◆ **Task 1**
Extract each line of the records below that contains the word "beam".

◆ **Extracted text**
Begin

[squid-users] Squid 3.5 with nonblocking ecap adapter

Yuri yvoinov at gmail.com
Wed Nov 1 17:45:05 UTC 2017



01.11.2017 23:37, Alex Rousskov пишет:
> On 11/01/2017 09:26 AM, Yuri wrote:
>>>> Is there a way other than
>>>> programming the eCAP adapter in asynchronous mode?
>>> I do not think there is a better alternative. AFAICT, you only have two
>>> options:
>>>
>>>   A) Change Squid to move eCAP calls to thread(s).
>>>   B) Use threads inside the adapter to make its operations asynchronous.
>> AFAIK B) is impossible.
> It is not only possible but implemented in sample and production
> adapters (as I have said later in the same email).
"Stop talking - just show the code." :) (Ideally - in C++, not in C. And
not adapter sample - it's illustrates nothing because it is mixture of
C++03 and pure C pthreads).
>
>
>> I see no way to push body from ecap library to adapter at whole, not
>> chunk.

End

(Pointing dataset records)

Begin

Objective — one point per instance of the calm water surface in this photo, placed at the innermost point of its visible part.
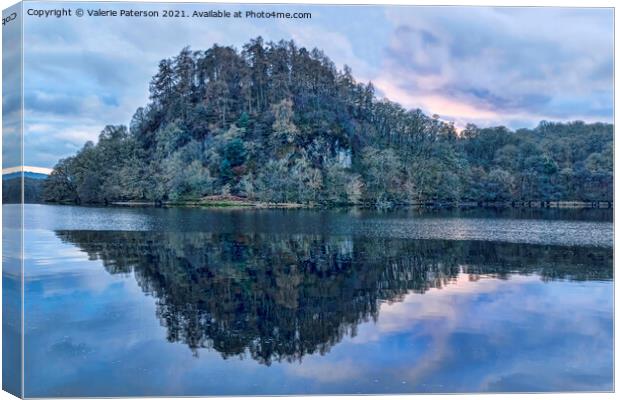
(132, 302)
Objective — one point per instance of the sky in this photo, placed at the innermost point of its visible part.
(482, 65)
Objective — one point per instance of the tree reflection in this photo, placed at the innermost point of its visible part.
(281, 297)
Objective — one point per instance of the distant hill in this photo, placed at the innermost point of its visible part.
(34, 179)
(274, 122)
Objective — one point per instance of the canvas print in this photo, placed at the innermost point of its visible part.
(294, 199)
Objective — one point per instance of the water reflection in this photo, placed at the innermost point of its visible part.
(282, 297)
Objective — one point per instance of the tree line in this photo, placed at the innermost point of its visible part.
(275, 122)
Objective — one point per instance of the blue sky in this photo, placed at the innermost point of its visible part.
(489, 66)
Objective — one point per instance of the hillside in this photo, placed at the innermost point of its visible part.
(33, 187)
(278, 123)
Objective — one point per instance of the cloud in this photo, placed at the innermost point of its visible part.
(502, 65)
(509, 66)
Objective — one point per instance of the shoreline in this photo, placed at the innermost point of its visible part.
(244, 203)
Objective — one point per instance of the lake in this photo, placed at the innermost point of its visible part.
(153, 301)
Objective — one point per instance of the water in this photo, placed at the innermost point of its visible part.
(145, 301)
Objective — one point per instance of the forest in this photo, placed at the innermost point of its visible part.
(278, 123)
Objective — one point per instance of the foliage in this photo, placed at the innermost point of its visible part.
(275, 122)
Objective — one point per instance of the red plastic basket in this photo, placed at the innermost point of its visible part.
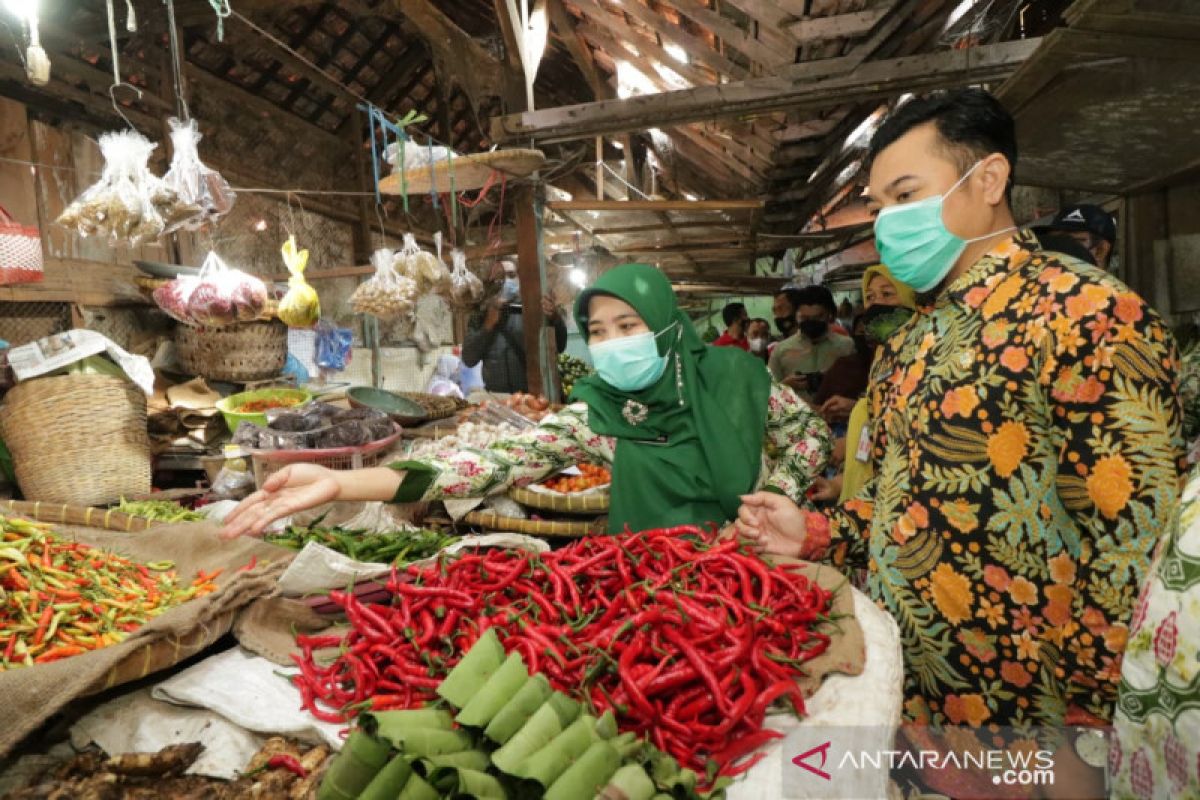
(268, 462)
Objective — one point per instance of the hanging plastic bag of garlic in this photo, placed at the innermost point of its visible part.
(195, 182)
(129, 203)
(466, 288)
(429, 270)
(387, 294)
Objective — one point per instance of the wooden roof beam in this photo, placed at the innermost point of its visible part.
(822, 29)
(795, 89)
(621, 43)
(771, 49)
(697, 49)
(468, 64)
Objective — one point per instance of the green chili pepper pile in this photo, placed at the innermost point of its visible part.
(160, 511)
(60, 599)
(399, 547)
(688, 641)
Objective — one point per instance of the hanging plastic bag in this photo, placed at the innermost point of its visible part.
(300, 306)
(226, 295)
(466, 288)
(387, 294)
(429, 270)
(129, 203)
(195, 182)
(334, 347)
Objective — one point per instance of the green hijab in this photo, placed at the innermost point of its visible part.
(690, 445)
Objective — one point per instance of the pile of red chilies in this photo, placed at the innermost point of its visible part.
(688, 641)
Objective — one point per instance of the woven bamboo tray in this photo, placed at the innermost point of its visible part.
(84, 516)
(594, 503)
(468, 172)
(240, 353)
(537, 527)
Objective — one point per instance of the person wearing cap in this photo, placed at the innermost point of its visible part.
(1090, 226)
(687, 428)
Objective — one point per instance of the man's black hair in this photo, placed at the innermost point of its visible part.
(816, 296)
(793, 296)
(971, 124)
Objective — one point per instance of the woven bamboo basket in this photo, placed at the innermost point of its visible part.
(78, 439)
(593, 503)
(239, 353)
(83, 516)
(538, 527)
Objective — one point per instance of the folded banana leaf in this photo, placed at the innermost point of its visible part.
(565, 708)
(469, 675)
(454, 782)
(587, 776)
(491, 697)
(629, 783)
(390, 780)
(533, 735)
(519, 709)
(549, 763)
(418, 788)
(469, 759)
(354, 768)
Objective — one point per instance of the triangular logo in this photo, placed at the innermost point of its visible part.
(802, 761)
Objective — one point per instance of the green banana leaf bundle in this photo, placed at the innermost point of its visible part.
(499, 733)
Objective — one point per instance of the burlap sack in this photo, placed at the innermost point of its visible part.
(267, 629)
(31, 695)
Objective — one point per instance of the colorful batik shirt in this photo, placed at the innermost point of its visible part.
(796, 447)
(1156, 752)
(1026, 446)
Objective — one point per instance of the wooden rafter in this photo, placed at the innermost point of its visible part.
(850, 25)
(791, 91)
(696, 48)
(771, 49)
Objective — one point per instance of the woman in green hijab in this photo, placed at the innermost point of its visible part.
(687, 428)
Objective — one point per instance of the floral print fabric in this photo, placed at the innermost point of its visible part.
(796, 449)
(1026, 443)
(1156, 752)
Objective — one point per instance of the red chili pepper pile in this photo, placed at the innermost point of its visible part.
(688, 641)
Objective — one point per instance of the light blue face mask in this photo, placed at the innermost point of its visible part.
(915, 244)
(630, 364)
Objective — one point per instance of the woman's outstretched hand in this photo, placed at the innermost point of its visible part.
(772, 523)
(291, 489)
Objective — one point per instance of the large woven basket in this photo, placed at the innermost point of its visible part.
(549, 528)
(78, 439)
(591, 503)
(239, 353)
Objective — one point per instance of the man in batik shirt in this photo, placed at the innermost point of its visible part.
(1026, 441)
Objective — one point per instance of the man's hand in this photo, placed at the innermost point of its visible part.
(291, 489)
(837, 409)
(492, 316)
(772, 523)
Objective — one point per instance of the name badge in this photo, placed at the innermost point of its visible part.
(864, 444)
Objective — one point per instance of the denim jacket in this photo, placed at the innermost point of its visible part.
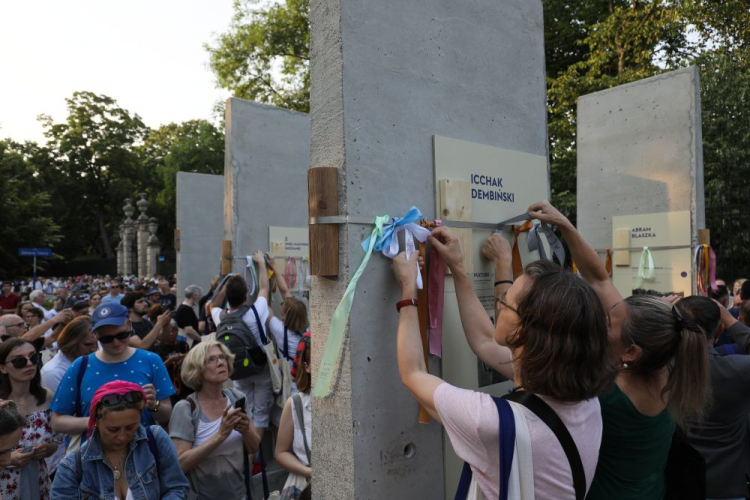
(145, 483)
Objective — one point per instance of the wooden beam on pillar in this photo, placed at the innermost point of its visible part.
(322, 190)
(226, 257)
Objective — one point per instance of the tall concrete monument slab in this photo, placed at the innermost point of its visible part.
(640, 151)
(200, 203)
(267, 154)
(386, 78)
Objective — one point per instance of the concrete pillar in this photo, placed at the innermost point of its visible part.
(386, 76)
(201, 228)
(128, 235)
(265, 183)
(143, 235)
(640, 151)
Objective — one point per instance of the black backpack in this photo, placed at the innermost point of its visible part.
(249, 357)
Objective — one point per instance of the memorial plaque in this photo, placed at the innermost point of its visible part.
(667, 236)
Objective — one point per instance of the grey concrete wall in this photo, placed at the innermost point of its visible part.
(200, 203)
(265, 173)
(640, 151)
(386, 76)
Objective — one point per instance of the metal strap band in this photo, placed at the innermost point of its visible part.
(341, 219)
(640, 249)
(354, 219)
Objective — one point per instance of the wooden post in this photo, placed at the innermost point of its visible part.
(704, 236)
(322, 191)
(226, 257)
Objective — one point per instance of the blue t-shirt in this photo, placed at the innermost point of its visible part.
(141, 368)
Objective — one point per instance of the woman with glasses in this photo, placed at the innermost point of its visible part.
(210, 429)
(20, 381)
(550, 337)
(116, 360)
(662, 381)
(121, 456)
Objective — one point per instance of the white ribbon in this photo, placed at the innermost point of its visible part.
(411, 231)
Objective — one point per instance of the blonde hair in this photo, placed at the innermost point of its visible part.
(195, 363)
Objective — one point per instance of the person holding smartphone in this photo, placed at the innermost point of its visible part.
(211, 430)
(20, 381)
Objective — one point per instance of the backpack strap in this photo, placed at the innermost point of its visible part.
(297, 403)
(79, 467)
(286, 343)
(79, 380)
(507, 434)
(260, 326)
(153, 447)
(549, 417)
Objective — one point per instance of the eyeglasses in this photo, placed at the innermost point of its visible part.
(212, 360)
(115, 399)
(119, 336)
(22, 362)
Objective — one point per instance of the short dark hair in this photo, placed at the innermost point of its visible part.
(562, 328)
(130, 299)
(36, 312)
(236, 290)
(719, 293)
(702, 311)
(745, 312)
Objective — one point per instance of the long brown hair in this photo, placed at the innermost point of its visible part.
(35, 387)
(562, 328)
(665, 342)
(295, 315)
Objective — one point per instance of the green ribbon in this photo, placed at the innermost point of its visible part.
(332, 352)
(642, 273)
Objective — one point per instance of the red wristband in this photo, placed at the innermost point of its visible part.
(407, 302)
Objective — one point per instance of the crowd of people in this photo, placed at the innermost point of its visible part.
(614, 398)
(109, 386)
(115, 388)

End

◆ **Task 2**
Quote the full mailing-list message above about Squid 3.5 and a nonblocking eCAP adapter.

◆ **Problem solution 1**
Objective — one point per instance of the wooden roof beam in this photo, placed at the innermost point of its visible part.
Objective — one point per instance of the wooden beam on pillar in this photo, placed at the innermost point of its visible part.

◆ **Problem solution 2**
[squid-users] Squid 3.5 with nonblocking ecap adapter

Yuri yvoinov at gmail.com
Wed Nov 1 17:45:05 UTC 2017



01.11.2017 23:37, Alex Rousskov пишет:
> On 11/01/2017 09:26 AM, Yuri wrote:
>>>> Is there a way other than
>>>> programming the eCAP adapter in asynchronous mode?
>>> I do not think there is a better alternative. AFAICT, you only have two
>>> options:
>>>
>>>   A) Change Squid to move eCAP calls to thread(s).
>>>   B) Use threads inside the adapter to make its operations asynchronous.
>> AFAIK B) is impossible.
> It is not only possible but implemented in sample and production
> adapters (as I have said later in the same email).
"Stop talking - just show the code." :) (Ideally - in C++, not in C. And
not adapter sample - it's illustrates nothing because it is mixture of
C++03 and pure C pthreads).
>
>
>> I see no way to push body from ecap library to adapter at whole, not
>> chunk.